## Point localization data:
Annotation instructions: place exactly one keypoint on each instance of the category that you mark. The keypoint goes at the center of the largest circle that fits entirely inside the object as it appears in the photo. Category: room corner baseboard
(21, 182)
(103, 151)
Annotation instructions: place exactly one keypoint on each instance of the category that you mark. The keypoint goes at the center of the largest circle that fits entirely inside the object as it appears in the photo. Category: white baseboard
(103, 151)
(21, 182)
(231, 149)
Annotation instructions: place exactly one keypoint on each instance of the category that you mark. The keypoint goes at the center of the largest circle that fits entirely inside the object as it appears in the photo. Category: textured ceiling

## Your instructions:
Reproduce each line, exactly as it appears, from the one that contains "Category: white baseboard" through the last line of the records. Add no other lines.

## Answer to the exercise:
Annotation instructions: place exactly one keypoint on each instance of the category that you mark. The keypoint goes at the center of the largest circle that fits entirely inside the object as it appears in the photo. Category: white baseboard
(103, 151)
(21, 182)
(231, 149)
Annotation instructions: place exactly one keypoint on each instance of the category that you mark. The keypoint goes at the center of the largest circle that fits entirely inside the object as it appears in the photo. Category: textured ceiling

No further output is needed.